§ **Metin alıntısı**:

Diyarbakır Merkez Bağlar İlçe Belediyesi, Kayapınar ilçesinde bulunan arsalarının bir bölümünü satışa çıkardı. Kayapınar Mahallesi'nde bulunan 7 parseldeki arsalar, kapalı teklif usulü ile ihaleye çıkarıldı. Satışa sunulacak alanların büyüklüğü 232 ile 718 metrekare arasında değişirken muhammen bedelleri de 1 ila 4 milyon arasında değişiyor. Yine kayyum yönetimindeki Diyarbakır Yenişehir Belediyesi de Dökmetaş mahallesindeki 3 taşınmaz arsayı kapalı teklif usulüyle satışa çıkardı.
Gazete Duvar'a konuşan Diyarbakır İnşaat Mühendisleri Odası Başkanı Mahsum Çiya Korkmaz, söz konusu arsa satışlarının rant amaçlı olduğunu ve yerel seçimler yaklaşırken bu satışların artabileceğini söyledi.
‘KAYYUM BU RANTTAN FAYDA GÖRÜYOR’
Sayıştay Başkanlığı’nın kayyum yönetimindeki Diyarbakır Büyükşehir Belediyesi’nin ana hizmet birimi binası dahil tüm taşınmaz malların üzerinde haciz bulunduğuna ilişkin 2021 yılında yayımlanan raporuna atıfta bulunan Korkmaz, “Tamamen halkın hizmeti için kullanılması gereken alanları gelir karşılığında bazı kapital kesimlere peşkeş çekiyorlar. Burada bir karşılıklı faydalanma durumu söz konusu. Hem rantçı ve fırsatçılar rantına rant katıyor hem de ilgili kayyum bu ranttan fayda görüyor. Dolayısıyla ortada halkın yararına bir şey kalmıyor” dedi.
Arazilerin satışından iyi niyet beklenemeyeceğini belirten Korkmaz, “Yandaşlara pazarlık usulü yüksek ihaleler, hatalı imalatlar sonucu ilçeden ilçeye taşınan otogarlar, çöken binalar, her yıl yenilenen ve yine çöken asfalt yollar ve dahasını sayabileceğimiz sebepler yüzünden belediye kasaları neredeyse milyar liralara ulaşan bir borç batağı içerisinde. Halkın vergilerini bu kadar hunharca yiyip hesap dahi vermeyen bir zihniyetin arazileri satmasından iyi niyet beklenemez” ifadelerini kullandı.
KAYYUMLAR HANGİ GEREKÇEYİ ÖNE SÜRÜYOR?
Korkmaz, kayyum yönetimindeki belediyelerin arsaları satışı çıkarma gerekçesi olarak “Taşınmaz malların işgale uğraması ve bu işgallerin giderilememesinden kaynaklı satış suretiyle gelir sağlanmasını” öne sürdüğünü belirtti.

§ **Kayıtlı satırlar**:

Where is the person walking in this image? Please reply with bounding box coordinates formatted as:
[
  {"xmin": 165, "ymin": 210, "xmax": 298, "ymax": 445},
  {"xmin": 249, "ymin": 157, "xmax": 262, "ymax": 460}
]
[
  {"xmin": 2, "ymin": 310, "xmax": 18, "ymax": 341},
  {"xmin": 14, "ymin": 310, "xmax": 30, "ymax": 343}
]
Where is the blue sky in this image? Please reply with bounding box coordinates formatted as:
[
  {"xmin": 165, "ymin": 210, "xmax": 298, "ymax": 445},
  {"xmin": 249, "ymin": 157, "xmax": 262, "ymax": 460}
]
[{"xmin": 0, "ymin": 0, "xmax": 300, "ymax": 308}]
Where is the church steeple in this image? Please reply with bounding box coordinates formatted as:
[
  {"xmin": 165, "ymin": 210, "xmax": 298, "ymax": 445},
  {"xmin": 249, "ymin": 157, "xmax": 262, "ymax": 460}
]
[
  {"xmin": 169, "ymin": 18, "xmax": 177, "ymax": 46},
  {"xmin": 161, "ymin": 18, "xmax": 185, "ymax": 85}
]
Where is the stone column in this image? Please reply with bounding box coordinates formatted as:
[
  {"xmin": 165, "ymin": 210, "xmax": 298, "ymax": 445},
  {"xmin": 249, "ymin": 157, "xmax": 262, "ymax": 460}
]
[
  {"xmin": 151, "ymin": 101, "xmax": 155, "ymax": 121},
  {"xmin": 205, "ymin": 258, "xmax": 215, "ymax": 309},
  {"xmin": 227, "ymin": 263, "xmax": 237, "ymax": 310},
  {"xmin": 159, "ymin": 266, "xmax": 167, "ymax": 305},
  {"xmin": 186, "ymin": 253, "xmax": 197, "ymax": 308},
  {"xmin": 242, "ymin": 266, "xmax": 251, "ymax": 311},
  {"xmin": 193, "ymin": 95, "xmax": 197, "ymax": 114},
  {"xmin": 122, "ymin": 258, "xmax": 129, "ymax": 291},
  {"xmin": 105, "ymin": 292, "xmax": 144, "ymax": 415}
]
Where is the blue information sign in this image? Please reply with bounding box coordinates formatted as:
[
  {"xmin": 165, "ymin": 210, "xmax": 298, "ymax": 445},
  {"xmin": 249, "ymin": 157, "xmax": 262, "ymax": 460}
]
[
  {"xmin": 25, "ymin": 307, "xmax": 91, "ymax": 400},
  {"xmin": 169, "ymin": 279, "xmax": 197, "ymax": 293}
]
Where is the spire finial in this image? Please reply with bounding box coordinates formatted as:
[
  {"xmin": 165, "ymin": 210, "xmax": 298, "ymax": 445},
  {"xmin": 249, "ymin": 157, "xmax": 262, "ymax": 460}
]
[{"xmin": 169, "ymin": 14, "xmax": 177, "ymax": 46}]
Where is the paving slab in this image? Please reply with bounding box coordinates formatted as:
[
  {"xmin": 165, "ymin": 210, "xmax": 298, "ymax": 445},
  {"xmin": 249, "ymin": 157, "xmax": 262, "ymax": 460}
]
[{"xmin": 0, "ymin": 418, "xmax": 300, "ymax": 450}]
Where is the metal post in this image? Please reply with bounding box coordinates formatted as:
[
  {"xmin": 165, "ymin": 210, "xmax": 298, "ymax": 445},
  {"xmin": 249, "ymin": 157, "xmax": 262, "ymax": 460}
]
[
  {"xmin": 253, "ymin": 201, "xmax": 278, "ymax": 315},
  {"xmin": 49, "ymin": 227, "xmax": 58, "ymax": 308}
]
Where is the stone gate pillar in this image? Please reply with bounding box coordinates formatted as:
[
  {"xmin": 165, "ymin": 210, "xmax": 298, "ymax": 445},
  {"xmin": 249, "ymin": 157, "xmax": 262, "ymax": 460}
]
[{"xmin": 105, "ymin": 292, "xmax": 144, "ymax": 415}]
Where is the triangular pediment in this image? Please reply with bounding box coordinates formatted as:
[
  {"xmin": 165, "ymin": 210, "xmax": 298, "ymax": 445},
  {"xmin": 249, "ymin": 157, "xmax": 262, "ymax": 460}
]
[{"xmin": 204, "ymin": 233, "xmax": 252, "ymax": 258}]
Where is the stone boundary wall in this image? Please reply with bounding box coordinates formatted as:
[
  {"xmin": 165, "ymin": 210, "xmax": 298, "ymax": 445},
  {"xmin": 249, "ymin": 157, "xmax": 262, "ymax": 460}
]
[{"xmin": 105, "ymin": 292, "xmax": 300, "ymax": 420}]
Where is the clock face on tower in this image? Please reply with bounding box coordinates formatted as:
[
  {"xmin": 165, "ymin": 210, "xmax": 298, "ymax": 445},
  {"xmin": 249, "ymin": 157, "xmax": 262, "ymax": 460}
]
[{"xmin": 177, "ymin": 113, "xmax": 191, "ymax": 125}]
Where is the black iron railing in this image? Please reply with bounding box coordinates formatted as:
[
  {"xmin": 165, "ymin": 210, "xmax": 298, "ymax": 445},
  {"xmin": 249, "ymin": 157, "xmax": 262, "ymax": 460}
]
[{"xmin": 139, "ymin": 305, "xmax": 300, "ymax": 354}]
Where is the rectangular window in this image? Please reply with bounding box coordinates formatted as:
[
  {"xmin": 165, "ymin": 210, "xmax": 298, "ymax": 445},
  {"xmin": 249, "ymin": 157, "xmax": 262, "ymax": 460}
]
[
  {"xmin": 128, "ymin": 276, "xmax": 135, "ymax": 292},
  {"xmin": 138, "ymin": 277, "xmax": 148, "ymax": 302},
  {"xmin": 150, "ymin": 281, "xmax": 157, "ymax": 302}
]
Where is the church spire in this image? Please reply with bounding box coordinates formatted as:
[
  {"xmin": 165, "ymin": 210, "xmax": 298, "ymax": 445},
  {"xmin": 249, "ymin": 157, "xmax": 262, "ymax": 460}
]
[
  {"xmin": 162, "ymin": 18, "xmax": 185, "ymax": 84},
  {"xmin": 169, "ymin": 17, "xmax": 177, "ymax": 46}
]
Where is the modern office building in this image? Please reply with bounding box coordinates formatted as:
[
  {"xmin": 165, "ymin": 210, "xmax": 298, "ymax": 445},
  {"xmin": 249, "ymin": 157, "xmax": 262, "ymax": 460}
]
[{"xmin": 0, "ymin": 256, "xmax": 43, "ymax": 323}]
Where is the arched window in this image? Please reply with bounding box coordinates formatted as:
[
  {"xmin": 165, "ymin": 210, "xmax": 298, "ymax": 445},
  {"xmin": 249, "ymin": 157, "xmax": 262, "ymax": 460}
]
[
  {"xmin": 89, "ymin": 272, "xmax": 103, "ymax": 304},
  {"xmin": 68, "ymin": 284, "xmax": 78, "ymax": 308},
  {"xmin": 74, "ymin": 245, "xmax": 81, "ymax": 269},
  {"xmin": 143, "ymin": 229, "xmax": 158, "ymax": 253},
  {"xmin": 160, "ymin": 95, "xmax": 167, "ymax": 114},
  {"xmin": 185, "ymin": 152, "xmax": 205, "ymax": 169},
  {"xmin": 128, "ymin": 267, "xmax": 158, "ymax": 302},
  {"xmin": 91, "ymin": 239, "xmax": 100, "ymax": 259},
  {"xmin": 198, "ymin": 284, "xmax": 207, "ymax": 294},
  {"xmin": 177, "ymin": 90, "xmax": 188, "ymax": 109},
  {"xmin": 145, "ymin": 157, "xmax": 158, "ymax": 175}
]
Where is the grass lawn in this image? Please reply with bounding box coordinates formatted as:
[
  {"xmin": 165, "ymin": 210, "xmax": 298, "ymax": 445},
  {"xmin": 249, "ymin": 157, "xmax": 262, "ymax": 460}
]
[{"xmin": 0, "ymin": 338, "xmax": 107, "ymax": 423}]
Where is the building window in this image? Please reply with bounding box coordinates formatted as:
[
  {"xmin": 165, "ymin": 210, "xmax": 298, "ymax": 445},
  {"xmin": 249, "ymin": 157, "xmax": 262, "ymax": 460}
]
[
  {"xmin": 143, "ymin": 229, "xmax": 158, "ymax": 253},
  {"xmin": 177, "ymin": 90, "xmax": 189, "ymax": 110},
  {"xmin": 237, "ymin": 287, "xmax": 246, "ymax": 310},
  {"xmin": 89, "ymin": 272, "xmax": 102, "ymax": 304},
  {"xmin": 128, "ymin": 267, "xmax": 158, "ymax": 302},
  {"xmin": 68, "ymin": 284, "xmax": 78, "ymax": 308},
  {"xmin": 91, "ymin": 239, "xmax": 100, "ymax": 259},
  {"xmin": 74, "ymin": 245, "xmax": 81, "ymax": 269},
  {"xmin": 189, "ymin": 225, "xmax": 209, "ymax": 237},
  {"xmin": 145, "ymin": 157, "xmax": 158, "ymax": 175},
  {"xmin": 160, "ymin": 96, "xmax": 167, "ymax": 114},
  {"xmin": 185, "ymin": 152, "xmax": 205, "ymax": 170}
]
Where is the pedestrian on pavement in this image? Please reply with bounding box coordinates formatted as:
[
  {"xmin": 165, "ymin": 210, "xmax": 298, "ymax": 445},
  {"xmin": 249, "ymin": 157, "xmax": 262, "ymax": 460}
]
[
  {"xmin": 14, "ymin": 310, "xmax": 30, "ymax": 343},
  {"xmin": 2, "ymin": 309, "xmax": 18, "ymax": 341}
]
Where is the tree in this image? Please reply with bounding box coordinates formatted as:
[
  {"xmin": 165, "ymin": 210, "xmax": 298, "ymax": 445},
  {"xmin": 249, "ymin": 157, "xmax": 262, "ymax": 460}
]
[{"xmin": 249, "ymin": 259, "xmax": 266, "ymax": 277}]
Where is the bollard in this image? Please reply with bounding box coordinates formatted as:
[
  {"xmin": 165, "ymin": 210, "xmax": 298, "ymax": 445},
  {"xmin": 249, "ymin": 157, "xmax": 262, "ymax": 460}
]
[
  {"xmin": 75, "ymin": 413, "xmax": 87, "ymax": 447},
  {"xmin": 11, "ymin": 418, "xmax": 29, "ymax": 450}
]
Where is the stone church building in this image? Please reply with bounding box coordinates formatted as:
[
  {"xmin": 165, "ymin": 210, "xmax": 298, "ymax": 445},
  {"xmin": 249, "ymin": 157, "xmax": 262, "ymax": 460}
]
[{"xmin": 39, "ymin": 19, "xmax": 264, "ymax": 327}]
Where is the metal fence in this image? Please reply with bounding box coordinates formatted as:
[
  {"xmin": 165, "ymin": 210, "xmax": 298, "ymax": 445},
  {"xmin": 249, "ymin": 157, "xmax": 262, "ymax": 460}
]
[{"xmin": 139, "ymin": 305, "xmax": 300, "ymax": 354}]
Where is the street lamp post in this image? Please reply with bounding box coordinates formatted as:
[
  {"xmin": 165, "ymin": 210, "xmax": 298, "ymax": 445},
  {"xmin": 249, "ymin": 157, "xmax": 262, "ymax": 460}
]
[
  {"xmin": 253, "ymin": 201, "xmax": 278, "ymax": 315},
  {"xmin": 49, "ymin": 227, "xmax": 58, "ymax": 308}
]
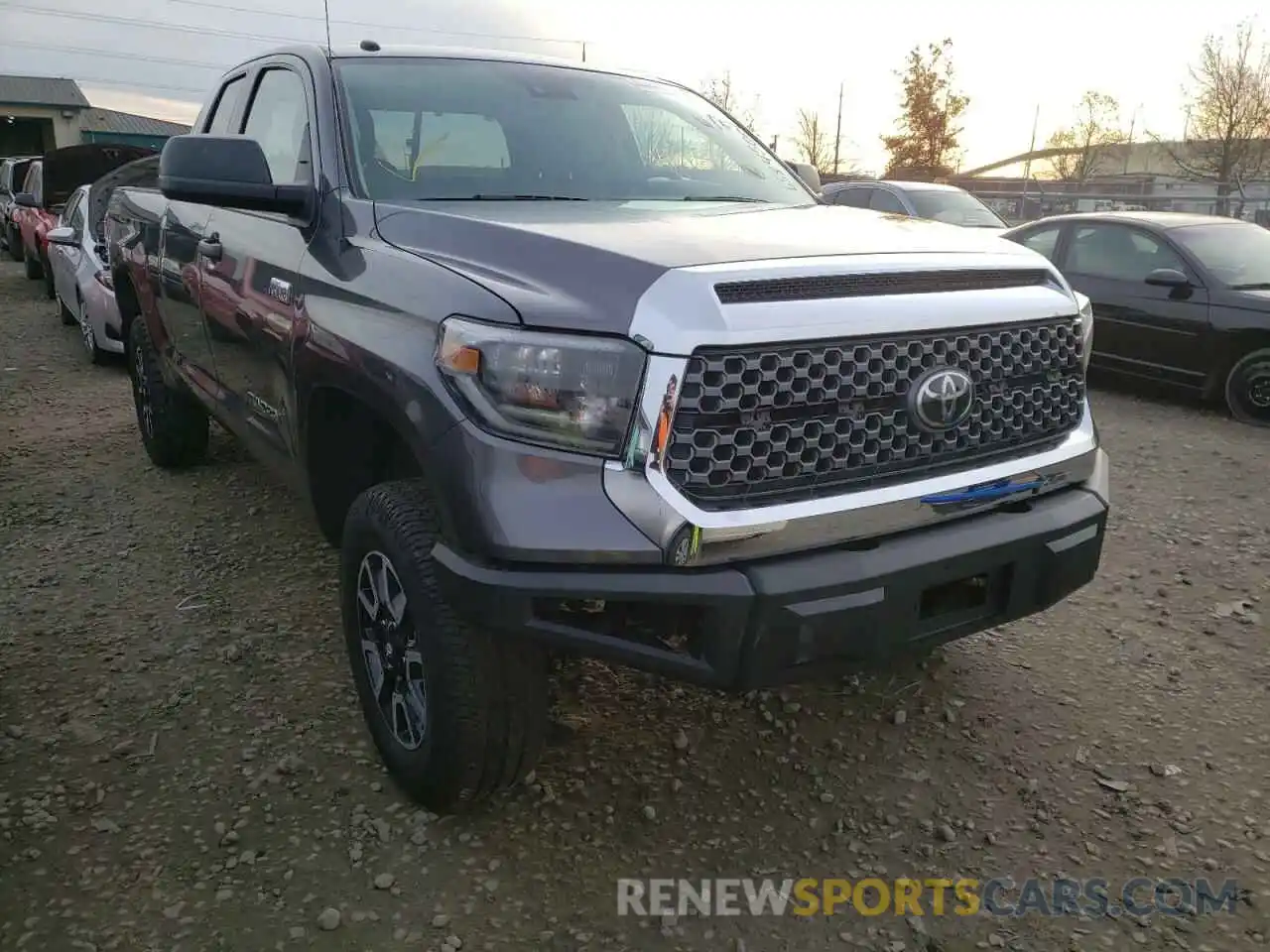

§ **Alıştırma yönergesi**: Arsa satışları haberinde "Arazilerin satışından iyi" sözlerinin geçtiği yerden başlayıp "öne sürdüğünü belirtti." sözlerinden sonra biten bölümü harfi harfine kopyalar mısın?

§ **Alıştırma sonucu**:
Arazilerin satışından iyi niyet beklenemeyeceğini belirten Korkmaz, “Yandaşlara pazarlık usulü yüksek ihaleler, hatalı imalatlar sonucu ilçeden ilçeye taşınan otogarlar, çöken binalar, her yıl yenilenen ve yine çöken asfalt yollar ve dahasını sayabileceğimiz sebepler yüzünden belediye kasaları neredeyse milyar liralara ulaşan bir borç batağı içerisinde. Halkın vergilerini bu kadar hunharca yiyip hesap dahi vermeyen bir zihniyetin arazileri satmasından iyi niyet beklenemez” ifadelerini kullandı.
KAYYUMLAR HANGİ GEREKÇEYİ ÖNE SÜRÜYOR?
Korkmaz, kayyum yönetimindeki belediyelerin arsaları satışı çıkarma gerekçesi olarak “Taşınmaz malların işgale uğraması ve bu işgallerin giderilememesinden kaynaklı satış suretiyle gelir sağlanmasını” öne sürdüğünü belirtti.